* ABOUT THIS TASK: What you give back should be only the lines from the one holding "Place one point per instance of the leaf" through the final line of the records, each reproduced exactly.

===== EXERCISE DATA

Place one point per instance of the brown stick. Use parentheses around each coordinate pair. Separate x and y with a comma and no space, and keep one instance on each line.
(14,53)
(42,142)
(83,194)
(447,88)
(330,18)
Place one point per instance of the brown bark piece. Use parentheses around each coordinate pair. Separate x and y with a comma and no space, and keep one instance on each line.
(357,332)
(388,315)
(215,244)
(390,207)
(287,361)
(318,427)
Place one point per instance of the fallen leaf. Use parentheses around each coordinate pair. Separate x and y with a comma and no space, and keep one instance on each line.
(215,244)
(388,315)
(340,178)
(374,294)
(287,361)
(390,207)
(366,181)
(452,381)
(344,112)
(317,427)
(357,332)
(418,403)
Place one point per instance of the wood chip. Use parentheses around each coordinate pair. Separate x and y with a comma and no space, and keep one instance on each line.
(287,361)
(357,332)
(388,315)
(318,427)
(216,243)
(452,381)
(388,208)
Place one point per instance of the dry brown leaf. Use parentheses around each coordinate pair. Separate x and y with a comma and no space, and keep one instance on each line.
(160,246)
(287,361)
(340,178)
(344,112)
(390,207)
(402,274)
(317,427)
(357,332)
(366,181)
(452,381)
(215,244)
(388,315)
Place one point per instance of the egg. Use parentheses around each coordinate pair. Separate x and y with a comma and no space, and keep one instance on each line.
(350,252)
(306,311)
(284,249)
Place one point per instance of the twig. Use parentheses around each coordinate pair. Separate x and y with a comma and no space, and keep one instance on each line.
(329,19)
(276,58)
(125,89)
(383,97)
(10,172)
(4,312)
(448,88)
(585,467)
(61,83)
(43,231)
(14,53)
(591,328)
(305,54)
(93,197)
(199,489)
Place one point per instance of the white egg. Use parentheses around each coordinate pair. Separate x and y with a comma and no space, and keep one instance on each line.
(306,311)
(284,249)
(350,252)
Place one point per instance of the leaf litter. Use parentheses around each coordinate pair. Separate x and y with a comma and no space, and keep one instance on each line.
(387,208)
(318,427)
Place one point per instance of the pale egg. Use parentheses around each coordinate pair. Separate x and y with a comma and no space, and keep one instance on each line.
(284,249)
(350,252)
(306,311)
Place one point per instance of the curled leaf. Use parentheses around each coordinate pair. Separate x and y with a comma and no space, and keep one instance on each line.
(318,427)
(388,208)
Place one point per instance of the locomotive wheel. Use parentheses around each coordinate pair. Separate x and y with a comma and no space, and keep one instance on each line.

==========

* RESPONSE TO THE TASK:
Place one point per instance of the leaf litter. Use parentheses around each coordinate pair. Separate x and y with a comma and no space, and keep one instance on each line.
(387,208)
(318,427)
Place one point per instance of the pale egg. Use parentheses around each coordinate pair. Separate x and y with a comma and no space, and keep one instance on each line.
(284,249)
(350,252)
(306,311)
Place one point per instance of the curled leaf. Use parentheses around each coordinate pair. Separate x and y with a comma and no space, and keep one instance on each line.
(318,427)
(388,208)
Place one point per instance of the locomotive wheel. Use parentheses around each coordinate pair. Separate x and y with a comma and no space, and keep one instance on each line.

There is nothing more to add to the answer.